- STATED EXERCISE -
Please collect every line below that contains the string "graphic", matching case exactly.
### TASK INPUTS ###
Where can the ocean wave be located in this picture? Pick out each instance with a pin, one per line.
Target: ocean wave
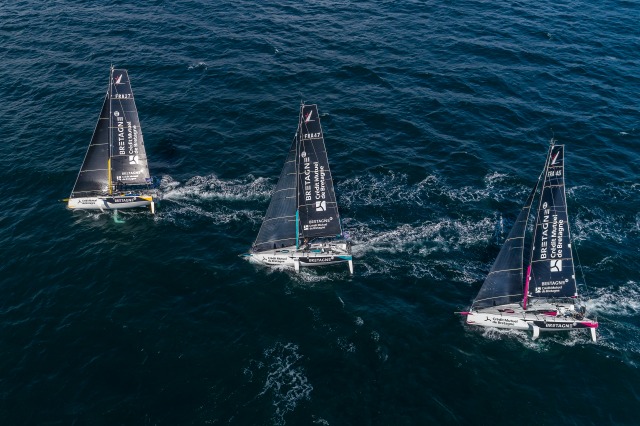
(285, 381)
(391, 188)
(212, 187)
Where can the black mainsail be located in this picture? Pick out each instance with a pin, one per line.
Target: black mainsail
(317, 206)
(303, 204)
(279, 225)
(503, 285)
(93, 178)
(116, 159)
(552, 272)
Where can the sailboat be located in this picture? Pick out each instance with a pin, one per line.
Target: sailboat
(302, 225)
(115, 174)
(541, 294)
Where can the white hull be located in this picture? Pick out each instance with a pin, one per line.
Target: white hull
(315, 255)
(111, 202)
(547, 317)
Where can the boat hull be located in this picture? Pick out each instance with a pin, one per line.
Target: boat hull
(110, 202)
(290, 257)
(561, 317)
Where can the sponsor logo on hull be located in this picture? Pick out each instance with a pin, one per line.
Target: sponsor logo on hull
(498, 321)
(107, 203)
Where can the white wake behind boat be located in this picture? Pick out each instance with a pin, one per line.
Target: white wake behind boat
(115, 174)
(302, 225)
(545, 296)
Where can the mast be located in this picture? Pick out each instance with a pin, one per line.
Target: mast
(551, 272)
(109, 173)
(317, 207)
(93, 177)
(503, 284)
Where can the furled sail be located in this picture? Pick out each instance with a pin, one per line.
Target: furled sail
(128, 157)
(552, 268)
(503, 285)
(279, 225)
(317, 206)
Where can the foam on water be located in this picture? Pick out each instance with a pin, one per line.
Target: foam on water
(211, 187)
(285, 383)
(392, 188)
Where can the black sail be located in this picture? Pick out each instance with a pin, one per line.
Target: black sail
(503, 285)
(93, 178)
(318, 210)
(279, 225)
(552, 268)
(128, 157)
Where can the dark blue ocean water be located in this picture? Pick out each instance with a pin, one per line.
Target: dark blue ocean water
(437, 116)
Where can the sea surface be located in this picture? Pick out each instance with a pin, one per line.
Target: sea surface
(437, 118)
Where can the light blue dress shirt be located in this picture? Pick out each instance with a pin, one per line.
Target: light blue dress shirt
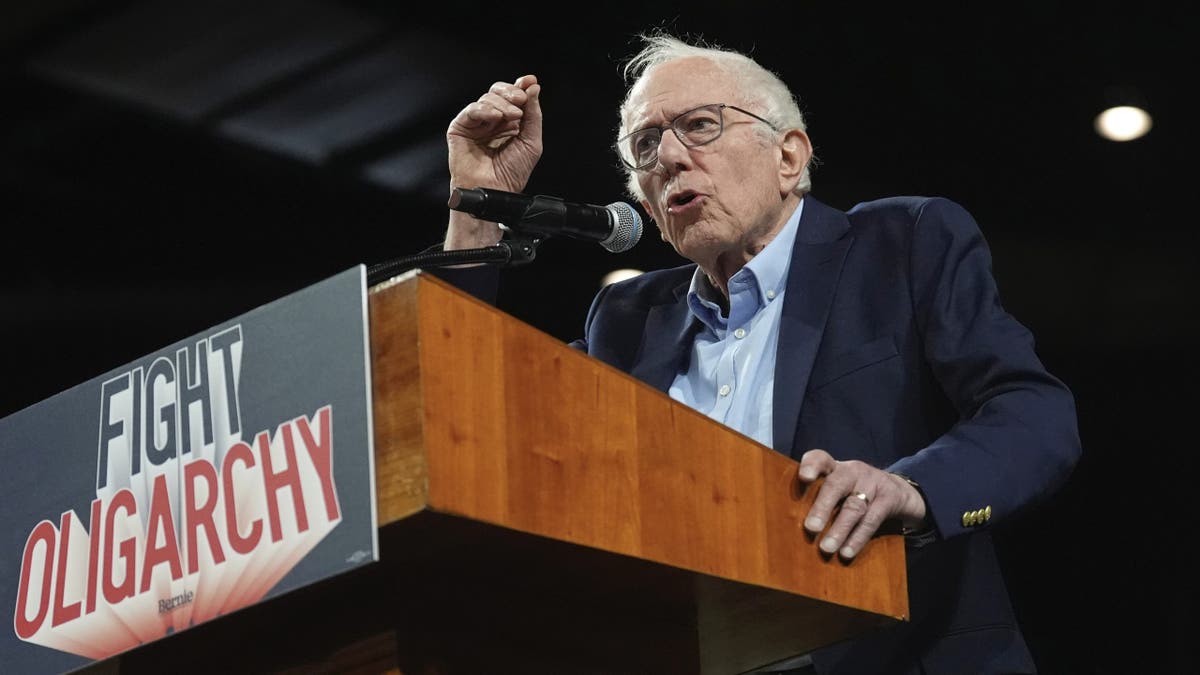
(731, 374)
###
### TASK INPUTS ###
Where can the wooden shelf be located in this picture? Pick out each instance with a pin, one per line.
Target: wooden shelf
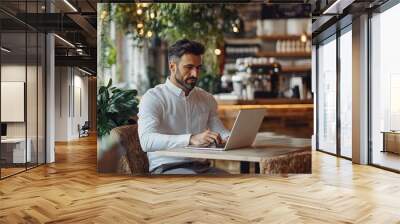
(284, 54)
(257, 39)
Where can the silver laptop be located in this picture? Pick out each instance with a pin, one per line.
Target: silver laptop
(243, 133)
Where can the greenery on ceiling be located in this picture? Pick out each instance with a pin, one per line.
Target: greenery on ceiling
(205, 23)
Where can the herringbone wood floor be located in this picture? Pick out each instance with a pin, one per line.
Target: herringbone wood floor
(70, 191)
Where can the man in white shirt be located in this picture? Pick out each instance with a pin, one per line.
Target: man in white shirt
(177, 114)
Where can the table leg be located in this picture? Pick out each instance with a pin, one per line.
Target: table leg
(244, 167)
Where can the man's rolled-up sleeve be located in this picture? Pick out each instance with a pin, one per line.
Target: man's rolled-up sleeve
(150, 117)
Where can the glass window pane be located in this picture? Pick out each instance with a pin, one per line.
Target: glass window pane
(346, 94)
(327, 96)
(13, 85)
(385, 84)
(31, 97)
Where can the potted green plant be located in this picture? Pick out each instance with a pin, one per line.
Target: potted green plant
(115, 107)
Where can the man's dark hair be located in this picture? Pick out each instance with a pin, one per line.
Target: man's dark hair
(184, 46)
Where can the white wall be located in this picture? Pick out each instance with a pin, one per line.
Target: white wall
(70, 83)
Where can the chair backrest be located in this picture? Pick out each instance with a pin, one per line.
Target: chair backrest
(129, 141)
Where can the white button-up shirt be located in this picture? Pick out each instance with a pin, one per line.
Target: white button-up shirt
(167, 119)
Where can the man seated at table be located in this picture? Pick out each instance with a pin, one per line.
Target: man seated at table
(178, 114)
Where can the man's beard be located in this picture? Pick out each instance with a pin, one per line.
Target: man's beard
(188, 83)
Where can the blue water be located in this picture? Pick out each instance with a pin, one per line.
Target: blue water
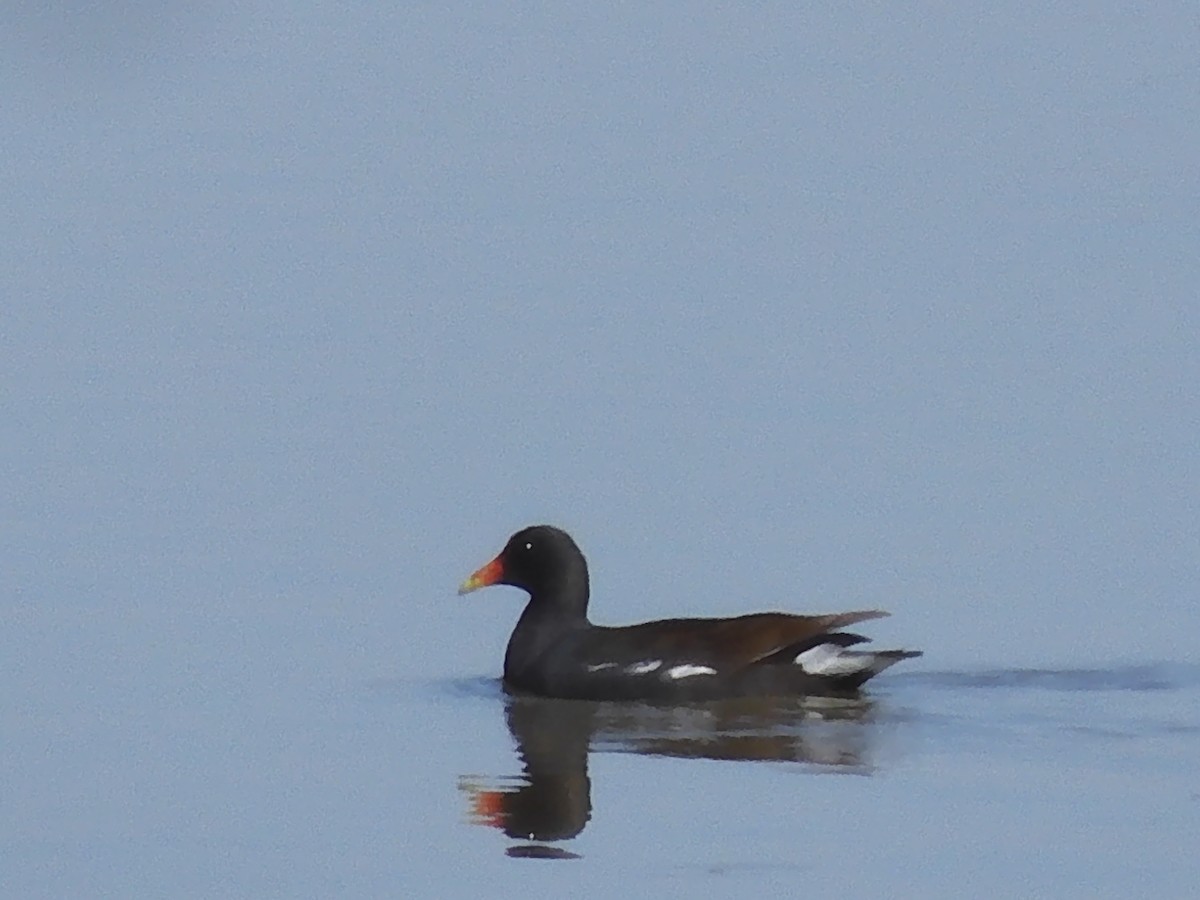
###
### TASK INPUTS ###
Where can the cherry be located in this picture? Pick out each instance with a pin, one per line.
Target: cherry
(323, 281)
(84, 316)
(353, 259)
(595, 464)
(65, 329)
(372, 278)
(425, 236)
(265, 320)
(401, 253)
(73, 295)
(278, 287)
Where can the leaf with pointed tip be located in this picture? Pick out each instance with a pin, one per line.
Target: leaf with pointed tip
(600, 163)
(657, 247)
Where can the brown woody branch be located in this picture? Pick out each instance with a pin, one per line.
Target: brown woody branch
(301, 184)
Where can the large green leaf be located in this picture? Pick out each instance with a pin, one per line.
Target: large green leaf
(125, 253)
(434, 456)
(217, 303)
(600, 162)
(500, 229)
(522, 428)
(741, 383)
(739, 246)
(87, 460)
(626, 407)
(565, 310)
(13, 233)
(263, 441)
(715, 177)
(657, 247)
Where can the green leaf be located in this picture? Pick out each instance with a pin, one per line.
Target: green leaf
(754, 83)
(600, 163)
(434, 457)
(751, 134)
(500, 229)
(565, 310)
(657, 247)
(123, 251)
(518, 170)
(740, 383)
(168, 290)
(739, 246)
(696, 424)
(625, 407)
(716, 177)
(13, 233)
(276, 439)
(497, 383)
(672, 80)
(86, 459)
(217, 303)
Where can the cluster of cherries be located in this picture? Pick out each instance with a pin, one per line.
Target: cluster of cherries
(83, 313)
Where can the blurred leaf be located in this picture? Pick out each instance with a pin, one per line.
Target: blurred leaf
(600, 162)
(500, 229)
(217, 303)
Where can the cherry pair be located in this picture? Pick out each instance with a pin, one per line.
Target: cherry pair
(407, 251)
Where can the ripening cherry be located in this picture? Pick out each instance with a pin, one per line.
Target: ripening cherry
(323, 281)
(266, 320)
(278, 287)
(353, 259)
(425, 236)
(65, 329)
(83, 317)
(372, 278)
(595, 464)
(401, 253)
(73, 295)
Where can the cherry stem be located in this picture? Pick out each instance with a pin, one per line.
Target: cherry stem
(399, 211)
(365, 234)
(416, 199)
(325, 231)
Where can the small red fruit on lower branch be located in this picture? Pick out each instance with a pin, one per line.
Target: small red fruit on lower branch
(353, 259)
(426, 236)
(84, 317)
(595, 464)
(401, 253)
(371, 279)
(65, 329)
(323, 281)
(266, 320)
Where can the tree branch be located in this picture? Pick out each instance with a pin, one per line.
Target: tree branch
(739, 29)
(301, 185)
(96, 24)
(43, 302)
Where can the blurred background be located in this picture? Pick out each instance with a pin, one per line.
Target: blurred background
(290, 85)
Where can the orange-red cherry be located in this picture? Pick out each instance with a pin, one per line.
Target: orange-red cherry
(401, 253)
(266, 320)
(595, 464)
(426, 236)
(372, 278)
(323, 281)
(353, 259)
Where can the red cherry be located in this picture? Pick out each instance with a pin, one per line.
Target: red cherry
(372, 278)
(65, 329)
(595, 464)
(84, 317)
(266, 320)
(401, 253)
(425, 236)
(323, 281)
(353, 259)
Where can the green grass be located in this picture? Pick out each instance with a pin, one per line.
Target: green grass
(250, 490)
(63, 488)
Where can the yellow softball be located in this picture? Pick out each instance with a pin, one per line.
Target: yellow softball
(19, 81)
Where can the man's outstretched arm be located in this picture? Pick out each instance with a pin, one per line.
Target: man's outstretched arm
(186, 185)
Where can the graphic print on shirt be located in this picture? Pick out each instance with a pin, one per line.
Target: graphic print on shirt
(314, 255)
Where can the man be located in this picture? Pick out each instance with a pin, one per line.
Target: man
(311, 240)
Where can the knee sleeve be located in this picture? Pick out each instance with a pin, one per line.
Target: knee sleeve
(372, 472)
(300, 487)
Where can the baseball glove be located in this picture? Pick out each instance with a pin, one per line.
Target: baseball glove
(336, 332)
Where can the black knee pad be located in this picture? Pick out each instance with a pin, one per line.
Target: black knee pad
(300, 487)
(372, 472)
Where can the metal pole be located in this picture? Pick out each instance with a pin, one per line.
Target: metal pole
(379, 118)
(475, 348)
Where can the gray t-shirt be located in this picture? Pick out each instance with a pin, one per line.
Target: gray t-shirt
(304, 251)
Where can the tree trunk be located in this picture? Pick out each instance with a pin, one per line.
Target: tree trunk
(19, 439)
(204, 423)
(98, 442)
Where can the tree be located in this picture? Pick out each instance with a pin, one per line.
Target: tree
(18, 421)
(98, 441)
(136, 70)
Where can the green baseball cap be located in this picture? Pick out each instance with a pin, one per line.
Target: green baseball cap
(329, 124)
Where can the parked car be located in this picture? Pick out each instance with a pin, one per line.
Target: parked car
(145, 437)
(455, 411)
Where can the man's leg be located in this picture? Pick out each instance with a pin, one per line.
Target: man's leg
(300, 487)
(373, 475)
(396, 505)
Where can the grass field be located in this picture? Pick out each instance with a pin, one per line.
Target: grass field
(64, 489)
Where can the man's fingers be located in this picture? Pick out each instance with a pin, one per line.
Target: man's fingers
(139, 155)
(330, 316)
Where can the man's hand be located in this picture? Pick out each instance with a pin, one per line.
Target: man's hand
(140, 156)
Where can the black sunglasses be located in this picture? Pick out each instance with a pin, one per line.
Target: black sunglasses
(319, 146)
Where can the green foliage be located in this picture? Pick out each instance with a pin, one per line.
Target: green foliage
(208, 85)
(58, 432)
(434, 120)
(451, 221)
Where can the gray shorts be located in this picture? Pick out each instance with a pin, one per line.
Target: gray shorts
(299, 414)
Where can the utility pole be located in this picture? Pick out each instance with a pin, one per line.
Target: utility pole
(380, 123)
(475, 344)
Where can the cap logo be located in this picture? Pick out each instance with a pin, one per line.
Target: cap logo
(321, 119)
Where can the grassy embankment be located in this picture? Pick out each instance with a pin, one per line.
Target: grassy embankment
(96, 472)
###
- OUTPUT OF THE EXERCISE -
Where can the graphic print on shirt be located in this picture? Pick out each instance with a pin, one per line.
Target: graphic print on shirt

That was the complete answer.